» TEXTE À LIRE
++++++++++

Enfin, un critère plus subjectif mais vital : les 3B.
Bon contact, bon feeling, bonne humeur.
Tant qu’à rester une journée entière en salon et deux soirées en off avec des gens, vaut mieux que le courant passe. Sinon, je te raconte pas l’ambiance…
Avec Tiphaine, Olivia et Stéphane, ça a fait tilt dès le premier contact, confirmé par les suivants en salon et/ou via le web. Essentiel pour moi, fallait que je me sente à l’aise et en confiance pour les embarquer.
Attention, détail qui a son importance dans la sélection. Il faut que les auteurs aient le droit de vendre leurs bouquins en direct, ce qui n’est pas toujours possible pour ceux publiés à compte d’éditeur. Joies des obligations contractuelles… Vaut donc mieux contacter l’éditeur pour avoir son accord.
4 – L’organisation
Une fois le choix arrêté, lister TOUT ce qu’il y aura à faire et à penser, en hiérarchisant par ordre d’importance (et un peu par ordre chronologique aussi).
Quitte à enfoncer une porte ouverte, les quatre premiers points sont primordiaux et forment le squelette de l’organisation.
La liste qui suit peut sembler courte, mais n’oublie pas que chaque poste s’assortit d’une série de questions sur le qui, quoi, comment, où, quand, combien…
- Transport
- Déplacement
- Navette
- Hébergement
- Restauration
- Jour J
- Off
- Livres
- Communication
- Divers (éternelle rubrique fourre-tout)

++++++++++

» TRAVAIL DEMANDÉ
Recopiez à l'identique le passage du texte ci-dessus consacré à l'organisation d'un salon avec des auteurs, de « Quitte à enfoncer » à « (éternelle rubrique fourre-tout) », ces deux bornes comprises.

» DONNÉES FOURNIES
++++++++++

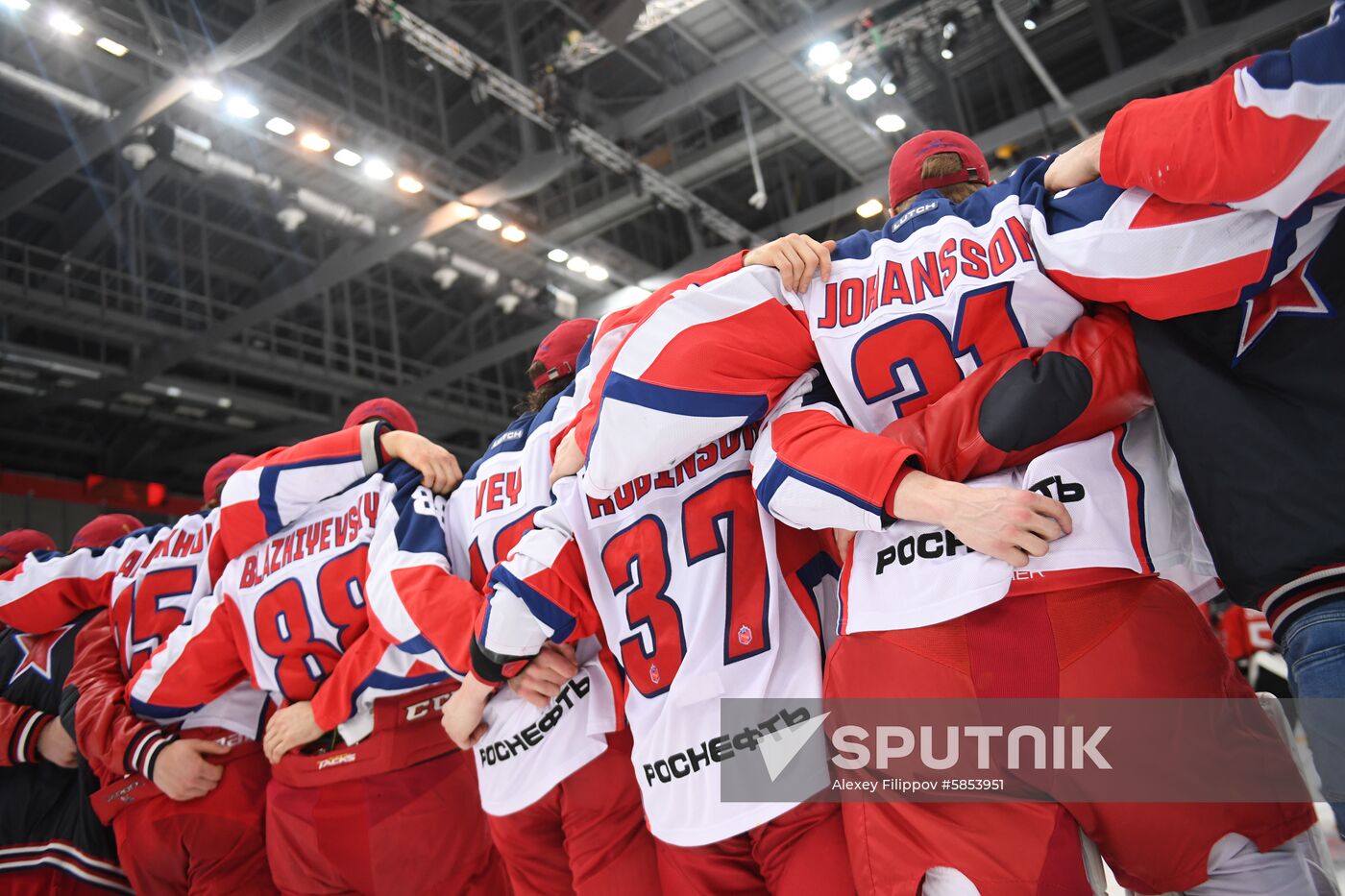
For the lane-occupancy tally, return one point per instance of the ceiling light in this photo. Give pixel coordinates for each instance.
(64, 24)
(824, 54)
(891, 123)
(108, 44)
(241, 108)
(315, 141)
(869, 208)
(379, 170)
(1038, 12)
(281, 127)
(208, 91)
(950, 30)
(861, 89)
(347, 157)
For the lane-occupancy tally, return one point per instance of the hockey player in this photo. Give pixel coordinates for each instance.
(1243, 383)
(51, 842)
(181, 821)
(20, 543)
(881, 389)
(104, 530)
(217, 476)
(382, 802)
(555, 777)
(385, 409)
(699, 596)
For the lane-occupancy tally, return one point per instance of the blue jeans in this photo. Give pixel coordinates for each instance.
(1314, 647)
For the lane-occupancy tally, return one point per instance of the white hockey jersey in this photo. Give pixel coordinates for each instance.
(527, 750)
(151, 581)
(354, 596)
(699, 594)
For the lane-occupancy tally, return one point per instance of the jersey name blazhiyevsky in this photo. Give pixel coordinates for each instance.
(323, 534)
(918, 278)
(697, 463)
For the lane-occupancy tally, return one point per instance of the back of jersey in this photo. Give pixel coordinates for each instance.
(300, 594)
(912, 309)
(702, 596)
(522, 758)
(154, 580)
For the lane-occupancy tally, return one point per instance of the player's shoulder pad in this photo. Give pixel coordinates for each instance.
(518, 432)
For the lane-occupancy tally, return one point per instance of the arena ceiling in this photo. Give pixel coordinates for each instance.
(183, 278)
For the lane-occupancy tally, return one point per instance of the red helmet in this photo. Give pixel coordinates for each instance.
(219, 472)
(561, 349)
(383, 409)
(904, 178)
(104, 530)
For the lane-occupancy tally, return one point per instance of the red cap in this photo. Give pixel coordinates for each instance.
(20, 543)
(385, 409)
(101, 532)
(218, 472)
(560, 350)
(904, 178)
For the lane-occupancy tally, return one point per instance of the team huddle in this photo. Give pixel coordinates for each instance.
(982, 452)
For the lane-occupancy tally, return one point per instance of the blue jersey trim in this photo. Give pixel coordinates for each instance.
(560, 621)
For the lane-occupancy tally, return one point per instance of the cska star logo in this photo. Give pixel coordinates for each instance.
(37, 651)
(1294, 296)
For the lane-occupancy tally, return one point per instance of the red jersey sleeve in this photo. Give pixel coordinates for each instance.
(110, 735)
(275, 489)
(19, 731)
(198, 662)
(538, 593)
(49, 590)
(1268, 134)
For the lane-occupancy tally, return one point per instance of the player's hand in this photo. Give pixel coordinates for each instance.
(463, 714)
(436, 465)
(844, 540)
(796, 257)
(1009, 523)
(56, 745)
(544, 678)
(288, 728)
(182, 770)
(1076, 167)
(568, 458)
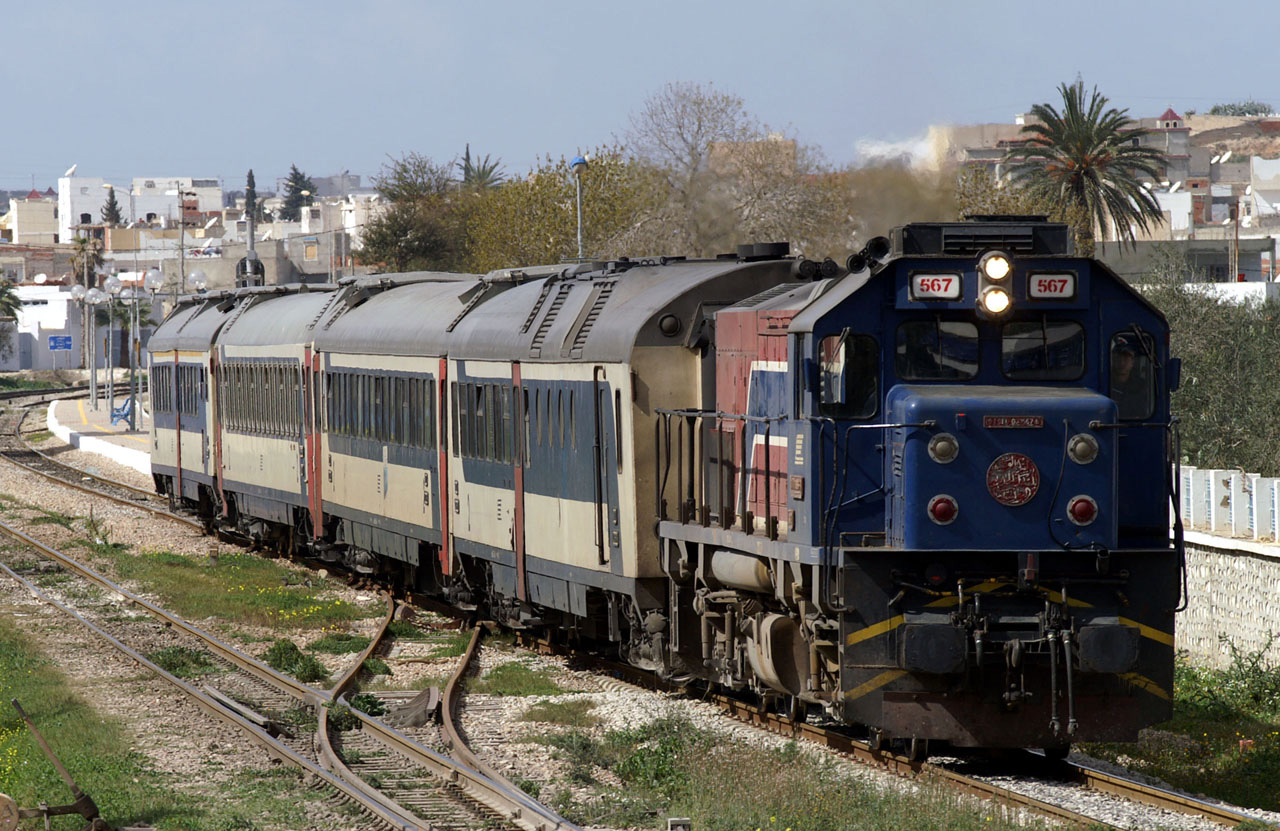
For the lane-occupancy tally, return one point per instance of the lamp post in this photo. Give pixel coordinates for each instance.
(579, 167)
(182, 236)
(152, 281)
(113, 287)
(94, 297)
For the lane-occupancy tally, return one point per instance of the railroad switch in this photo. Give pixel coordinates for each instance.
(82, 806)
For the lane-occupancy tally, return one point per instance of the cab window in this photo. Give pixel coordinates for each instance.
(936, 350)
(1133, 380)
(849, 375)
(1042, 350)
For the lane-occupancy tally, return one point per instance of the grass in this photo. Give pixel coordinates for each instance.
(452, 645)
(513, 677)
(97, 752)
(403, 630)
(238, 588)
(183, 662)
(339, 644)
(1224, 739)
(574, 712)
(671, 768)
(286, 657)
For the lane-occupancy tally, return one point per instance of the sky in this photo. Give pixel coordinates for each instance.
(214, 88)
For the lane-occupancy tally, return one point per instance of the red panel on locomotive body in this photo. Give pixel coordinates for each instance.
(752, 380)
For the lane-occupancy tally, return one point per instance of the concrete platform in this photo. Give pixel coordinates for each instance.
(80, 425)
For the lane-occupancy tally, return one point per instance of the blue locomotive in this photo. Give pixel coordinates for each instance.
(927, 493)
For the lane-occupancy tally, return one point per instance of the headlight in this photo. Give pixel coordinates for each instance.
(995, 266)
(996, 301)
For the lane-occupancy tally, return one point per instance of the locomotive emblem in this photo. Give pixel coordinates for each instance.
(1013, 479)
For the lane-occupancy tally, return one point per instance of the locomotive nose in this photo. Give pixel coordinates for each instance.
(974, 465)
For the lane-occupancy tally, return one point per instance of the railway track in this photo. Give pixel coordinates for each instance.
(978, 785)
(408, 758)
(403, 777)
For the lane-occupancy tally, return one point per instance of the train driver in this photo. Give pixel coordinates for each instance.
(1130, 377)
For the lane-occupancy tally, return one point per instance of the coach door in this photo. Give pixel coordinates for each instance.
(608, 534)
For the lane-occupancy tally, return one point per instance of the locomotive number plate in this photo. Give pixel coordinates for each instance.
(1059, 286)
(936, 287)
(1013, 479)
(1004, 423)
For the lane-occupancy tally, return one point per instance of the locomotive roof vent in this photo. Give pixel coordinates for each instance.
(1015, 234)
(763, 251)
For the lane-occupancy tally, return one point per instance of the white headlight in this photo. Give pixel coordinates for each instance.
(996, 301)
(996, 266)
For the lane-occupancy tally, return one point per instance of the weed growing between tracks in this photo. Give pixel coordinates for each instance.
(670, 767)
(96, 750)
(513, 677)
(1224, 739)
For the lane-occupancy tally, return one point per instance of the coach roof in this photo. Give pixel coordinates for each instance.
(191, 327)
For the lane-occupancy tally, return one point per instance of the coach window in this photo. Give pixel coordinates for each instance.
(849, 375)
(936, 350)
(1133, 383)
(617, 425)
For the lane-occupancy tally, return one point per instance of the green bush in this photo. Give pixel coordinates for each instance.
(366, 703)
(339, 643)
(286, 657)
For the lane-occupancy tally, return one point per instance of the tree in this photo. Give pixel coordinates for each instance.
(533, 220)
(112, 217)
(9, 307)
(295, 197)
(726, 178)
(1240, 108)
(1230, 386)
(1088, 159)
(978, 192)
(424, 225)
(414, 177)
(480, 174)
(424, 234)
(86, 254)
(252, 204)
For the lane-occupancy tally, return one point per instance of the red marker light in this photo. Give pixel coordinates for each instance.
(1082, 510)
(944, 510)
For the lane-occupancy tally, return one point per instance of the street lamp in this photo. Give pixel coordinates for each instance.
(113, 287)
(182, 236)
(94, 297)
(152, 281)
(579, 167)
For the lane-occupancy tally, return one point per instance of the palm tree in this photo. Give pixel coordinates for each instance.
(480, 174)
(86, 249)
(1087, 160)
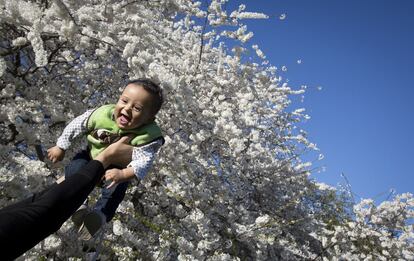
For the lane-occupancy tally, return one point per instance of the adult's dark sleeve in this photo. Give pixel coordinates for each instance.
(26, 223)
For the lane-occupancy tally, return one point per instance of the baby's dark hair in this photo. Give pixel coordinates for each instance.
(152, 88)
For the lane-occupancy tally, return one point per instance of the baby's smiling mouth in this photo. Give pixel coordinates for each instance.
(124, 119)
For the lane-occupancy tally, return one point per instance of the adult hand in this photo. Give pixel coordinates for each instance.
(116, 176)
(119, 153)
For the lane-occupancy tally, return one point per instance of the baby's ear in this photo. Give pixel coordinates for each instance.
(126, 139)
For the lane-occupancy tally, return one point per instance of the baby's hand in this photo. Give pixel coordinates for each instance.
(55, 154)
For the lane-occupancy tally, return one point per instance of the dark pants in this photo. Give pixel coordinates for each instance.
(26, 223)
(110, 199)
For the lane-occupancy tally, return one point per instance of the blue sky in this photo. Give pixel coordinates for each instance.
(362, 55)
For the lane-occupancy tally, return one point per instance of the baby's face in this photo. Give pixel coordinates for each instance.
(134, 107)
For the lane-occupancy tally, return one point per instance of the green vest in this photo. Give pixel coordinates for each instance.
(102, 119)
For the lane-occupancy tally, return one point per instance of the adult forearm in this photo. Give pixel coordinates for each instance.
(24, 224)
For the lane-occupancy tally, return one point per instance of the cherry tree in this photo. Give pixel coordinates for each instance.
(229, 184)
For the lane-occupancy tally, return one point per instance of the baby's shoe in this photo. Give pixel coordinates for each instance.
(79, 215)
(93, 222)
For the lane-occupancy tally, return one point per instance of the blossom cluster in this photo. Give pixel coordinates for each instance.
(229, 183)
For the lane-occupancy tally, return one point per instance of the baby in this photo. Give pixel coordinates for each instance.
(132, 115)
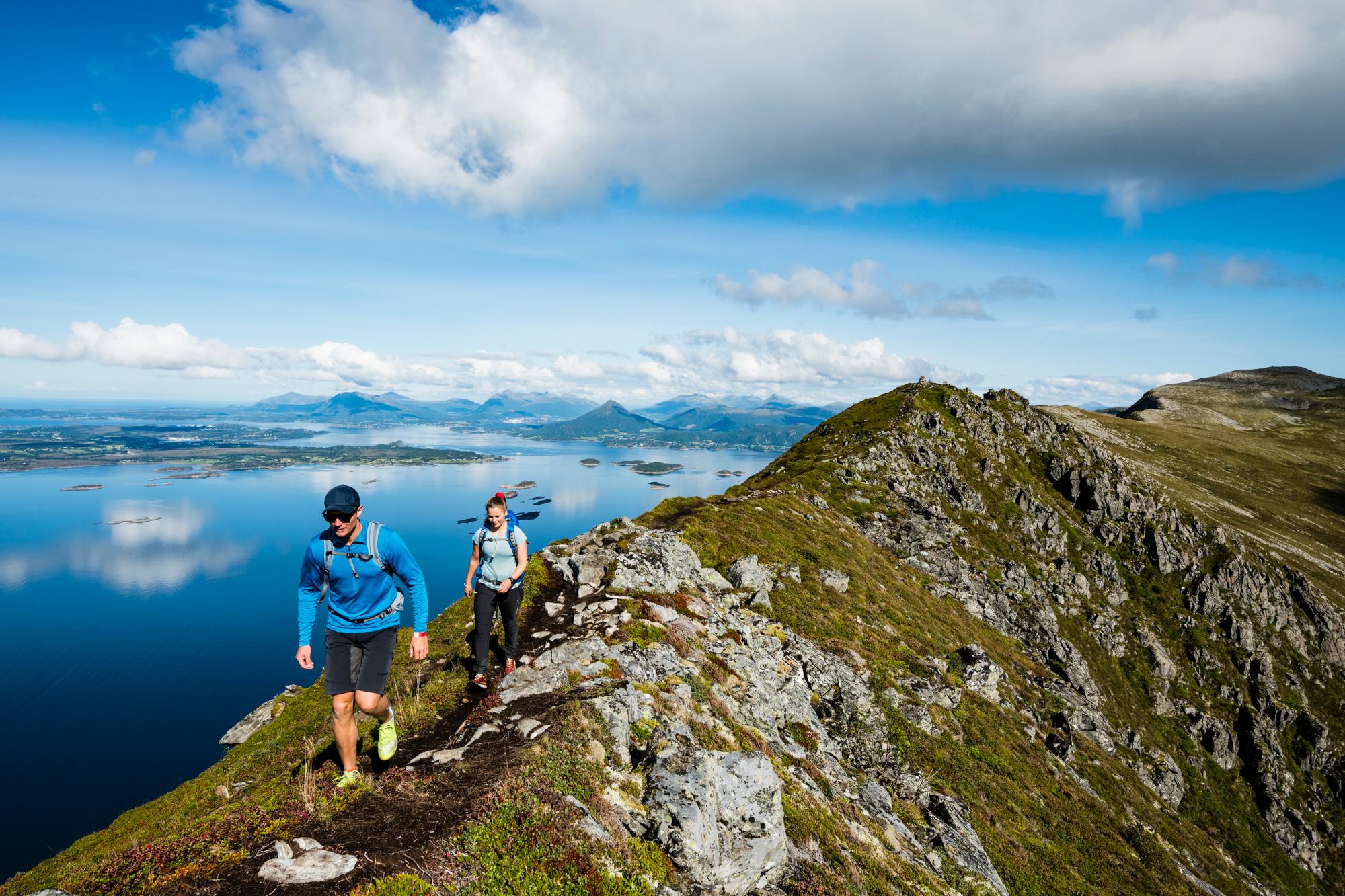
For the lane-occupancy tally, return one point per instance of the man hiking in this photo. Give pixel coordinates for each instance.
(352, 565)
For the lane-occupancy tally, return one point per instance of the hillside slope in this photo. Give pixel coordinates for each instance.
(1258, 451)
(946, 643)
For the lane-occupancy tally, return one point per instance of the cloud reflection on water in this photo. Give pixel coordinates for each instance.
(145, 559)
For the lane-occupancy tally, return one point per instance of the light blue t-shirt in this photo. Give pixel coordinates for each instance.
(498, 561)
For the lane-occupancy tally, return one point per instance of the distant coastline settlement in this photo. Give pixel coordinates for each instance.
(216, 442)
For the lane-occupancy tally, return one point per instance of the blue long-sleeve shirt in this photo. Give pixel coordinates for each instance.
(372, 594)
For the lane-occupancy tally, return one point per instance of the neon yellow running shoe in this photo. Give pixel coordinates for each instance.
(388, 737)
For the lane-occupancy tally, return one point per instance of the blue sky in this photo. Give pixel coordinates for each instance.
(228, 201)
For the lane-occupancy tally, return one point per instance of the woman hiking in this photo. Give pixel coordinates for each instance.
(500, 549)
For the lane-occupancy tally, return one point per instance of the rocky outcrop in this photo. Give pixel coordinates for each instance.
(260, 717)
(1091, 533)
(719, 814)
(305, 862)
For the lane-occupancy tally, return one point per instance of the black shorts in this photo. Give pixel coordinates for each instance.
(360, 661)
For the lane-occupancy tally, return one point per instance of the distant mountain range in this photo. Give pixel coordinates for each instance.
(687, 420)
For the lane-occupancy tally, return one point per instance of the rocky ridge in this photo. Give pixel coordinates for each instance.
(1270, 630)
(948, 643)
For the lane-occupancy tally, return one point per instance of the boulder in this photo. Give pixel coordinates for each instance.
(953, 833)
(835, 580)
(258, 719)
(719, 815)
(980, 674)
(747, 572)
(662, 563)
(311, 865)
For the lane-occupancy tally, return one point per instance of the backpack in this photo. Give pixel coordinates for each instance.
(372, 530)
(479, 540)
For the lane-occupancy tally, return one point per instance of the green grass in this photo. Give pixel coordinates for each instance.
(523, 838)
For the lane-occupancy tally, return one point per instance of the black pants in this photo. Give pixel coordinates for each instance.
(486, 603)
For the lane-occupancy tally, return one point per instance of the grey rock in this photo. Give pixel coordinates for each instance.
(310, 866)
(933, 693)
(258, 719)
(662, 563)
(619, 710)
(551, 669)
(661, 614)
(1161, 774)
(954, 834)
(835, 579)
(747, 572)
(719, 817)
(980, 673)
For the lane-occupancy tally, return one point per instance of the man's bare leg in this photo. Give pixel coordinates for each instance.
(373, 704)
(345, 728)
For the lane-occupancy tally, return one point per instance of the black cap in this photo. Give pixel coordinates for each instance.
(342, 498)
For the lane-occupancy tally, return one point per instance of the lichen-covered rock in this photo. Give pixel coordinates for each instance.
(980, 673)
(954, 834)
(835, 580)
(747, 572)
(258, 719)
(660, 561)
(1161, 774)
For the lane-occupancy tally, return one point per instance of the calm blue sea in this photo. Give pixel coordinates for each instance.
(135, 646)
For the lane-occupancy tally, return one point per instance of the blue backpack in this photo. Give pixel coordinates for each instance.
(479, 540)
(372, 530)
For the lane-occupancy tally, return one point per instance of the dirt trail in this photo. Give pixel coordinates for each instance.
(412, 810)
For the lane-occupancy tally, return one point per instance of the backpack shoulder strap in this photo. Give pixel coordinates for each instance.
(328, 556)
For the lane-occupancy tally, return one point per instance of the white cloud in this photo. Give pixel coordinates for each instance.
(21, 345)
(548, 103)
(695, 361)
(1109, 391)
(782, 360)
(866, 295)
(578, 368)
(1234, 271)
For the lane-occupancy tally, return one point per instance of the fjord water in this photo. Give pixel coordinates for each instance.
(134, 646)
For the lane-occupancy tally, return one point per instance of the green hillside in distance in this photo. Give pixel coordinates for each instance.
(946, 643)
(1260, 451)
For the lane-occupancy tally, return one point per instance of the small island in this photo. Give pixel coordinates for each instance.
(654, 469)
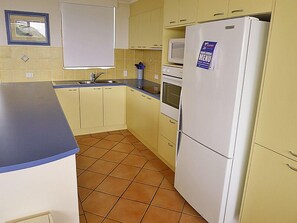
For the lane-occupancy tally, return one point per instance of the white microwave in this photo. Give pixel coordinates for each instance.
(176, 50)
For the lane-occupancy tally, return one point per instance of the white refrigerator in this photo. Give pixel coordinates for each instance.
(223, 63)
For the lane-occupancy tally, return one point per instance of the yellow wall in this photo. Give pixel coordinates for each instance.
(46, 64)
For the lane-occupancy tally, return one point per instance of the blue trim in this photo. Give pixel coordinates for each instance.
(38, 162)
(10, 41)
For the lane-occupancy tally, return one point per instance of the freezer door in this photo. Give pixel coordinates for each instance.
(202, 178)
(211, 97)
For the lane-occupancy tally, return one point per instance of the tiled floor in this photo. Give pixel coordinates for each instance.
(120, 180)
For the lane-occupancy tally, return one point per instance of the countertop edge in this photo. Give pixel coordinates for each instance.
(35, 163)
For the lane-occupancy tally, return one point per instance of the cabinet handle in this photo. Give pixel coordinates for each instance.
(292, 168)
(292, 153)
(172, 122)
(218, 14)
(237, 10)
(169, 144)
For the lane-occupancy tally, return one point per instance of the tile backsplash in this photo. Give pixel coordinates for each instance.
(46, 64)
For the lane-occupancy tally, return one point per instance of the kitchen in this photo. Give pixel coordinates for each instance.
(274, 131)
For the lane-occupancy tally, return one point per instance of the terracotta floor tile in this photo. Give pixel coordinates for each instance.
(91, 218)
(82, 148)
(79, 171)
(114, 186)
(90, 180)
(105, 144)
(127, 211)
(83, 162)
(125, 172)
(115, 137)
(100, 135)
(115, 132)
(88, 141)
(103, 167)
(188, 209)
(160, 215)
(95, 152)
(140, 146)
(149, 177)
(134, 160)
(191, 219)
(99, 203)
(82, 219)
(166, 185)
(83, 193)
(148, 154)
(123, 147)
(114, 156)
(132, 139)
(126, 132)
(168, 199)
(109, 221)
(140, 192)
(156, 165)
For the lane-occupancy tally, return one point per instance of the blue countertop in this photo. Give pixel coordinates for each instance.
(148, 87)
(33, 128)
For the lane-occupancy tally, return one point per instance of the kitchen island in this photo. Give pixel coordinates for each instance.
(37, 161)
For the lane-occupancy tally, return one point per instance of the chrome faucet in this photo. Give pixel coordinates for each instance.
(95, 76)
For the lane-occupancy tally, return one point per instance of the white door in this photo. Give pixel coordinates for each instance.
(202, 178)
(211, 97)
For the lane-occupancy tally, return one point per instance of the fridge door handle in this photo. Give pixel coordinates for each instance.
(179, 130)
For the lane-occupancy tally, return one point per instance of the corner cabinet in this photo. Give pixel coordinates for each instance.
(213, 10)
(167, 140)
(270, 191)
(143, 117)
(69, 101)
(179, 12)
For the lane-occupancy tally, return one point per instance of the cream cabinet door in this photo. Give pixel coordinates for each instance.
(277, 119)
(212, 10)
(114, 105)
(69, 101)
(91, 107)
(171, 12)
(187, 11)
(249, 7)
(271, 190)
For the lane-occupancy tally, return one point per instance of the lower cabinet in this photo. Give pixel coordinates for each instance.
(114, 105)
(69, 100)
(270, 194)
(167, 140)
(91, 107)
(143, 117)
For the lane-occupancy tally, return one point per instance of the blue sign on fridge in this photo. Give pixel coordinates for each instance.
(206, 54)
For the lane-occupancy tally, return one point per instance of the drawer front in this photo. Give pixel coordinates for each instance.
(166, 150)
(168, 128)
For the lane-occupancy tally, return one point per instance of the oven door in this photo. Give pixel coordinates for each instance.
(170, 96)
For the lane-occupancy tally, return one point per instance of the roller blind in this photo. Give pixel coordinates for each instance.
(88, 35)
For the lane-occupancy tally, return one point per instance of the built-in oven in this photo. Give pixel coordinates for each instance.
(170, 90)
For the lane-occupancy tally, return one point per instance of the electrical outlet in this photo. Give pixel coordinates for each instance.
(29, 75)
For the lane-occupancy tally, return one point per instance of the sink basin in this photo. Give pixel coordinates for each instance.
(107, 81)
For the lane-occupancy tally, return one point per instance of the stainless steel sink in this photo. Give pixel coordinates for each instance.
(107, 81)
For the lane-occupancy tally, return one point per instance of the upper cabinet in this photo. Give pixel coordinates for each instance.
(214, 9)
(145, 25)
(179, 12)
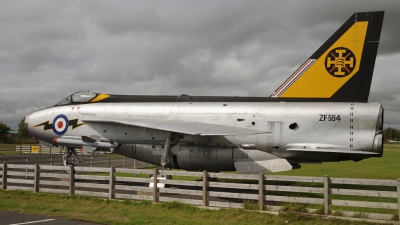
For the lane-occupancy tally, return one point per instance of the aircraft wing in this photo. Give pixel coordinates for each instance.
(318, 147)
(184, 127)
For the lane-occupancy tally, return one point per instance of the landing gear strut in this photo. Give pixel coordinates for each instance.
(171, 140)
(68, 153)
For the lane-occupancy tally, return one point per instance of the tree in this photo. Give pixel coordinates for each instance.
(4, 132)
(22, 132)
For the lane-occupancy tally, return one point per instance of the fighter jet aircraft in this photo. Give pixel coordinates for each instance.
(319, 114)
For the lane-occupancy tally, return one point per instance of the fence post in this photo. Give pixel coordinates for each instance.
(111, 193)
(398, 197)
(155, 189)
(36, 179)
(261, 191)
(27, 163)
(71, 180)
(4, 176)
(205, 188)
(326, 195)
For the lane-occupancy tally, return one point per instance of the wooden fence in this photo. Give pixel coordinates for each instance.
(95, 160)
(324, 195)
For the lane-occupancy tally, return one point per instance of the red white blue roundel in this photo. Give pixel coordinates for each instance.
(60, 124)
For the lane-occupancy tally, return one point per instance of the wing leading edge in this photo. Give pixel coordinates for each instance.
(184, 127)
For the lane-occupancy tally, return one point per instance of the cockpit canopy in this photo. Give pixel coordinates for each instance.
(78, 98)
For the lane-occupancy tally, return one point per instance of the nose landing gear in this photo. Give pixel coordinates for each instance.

++++++++++

» RÉPONSE
Quitte à enfoncer une porte ouverte, les quatre premiers points sont primordiaux et forment le squelette de l’organisation.
La liste qui suit peut sembler courte, mais n’oublie pas que chaque poste s’assortit d’une série de questions sur le qui, quoi, comment, où, quand, combien…
- Transport
- Déplacement
- Navette
- Hébergement
- Restauration
- Jour J
- Off
- Livres
- Communication
- Divers (éternelle rubrique fourre-tout)